▸ **Pointing and labeling entries**
>> Begin
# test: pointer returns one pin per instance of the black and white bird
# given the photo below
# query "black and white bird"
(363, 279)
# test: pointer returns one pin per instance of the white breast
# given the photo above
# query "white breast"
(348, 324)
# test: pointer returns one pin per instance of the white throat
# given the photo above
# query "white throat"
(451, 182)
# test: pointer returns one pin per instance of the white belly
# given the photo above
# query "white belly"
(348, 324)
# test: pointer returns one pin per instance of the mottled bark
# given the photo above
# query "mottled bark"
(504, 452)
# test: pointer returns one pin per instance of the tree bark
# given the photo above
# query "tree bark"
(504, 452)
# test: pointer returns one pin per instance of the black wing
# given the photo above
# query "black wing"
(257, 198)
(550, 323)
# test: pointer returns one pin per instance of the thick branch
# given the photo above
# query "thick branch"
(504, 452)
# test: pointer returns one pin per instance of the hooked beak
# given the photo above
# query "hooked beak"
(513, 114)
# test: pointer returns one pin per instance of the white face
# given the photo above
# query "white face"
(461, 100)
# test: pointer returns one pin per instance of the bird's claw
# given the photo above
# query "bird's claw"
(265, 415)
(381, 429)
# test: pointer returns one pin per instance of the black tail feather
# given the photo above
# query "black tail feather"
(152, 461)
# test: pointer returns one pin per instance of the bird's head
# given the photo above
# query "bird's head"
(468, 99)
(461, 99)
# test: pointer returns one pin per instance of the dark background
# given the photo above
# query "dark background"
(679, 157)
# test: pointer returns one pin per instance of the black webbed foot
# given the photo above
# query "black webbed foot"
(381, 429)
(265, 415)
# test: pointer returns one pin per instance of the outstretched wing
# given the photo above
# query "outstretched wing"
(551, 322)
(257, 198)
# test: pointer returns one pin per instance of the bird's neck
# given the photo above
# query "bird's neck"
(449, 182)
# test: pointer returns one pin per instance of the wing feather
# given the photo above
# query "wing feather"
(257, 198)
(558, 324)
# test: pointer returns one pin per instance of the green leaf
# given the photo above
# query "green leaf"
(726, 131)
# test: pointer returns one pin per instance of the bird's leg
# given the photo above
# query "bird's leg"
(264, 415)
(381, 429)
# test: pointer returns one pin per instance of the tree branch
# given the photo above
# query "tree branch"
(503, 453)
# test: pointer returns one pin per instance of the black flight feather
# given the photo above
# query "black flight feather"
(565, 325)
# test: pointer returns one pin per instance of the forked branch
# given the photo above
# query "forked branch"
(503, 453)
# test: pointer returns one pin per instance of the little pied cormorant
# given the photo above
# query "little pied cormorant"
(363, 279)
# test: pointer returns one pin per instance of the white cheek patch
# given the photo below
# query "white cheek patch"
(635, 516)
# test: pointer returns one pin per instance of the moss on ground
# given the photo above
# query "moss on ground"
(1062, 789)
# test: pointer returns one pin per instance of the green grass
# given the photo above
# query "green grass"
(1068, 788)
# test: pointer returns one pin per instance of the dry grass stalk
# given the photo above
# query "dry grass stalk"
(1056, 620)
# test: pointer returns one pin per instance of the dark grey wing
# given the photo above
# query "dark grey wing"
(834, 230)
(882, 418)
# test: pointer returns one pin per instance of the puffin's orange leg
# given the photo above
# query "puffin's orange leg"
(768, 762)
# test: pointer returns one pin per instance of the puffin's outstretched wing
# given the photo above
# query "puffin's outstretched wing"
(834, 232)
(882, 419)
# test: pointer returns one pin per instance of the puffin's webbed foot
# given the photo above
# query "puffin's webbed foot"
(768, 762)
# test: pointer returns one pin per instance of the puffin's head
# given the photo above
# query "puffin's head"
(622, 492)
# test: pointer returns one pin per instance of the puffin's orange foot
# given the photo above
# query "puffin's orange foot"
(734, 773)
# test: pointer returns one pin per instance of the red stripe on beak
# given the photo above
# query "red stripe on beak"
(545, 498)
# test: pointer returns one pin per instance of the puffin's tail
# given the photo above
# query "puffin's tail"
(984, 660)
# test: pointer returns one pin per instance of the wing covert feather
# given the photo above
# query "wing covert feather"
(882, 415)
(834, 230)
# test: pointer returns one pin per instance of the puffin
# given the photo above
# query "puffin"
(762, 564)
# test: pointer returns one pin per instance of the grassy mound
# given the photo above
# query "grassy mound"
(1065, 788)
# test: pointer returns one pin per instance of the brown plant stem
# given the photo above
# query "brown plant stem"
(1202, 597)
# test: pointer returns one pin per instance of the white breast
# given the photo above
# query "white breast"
>> End
▸ **PROBLEM DETAILS**
Please give the material as a numbered list, starting at the line that contains "# test: pointer returns one pin per instance of the brown" and running through the end of the material, with blank lines left out.

▸ **OUTPUT OF THE EXERCISE**
1. # test: pointer returns one pin per instance of the brown plant stem
2. # given the photo above
3. # query "brown plant stem"
4. (1202, 597)
5. # test: pointer returns one pin per instance of the white breast
6. # given the photo above
7. # query "white breast"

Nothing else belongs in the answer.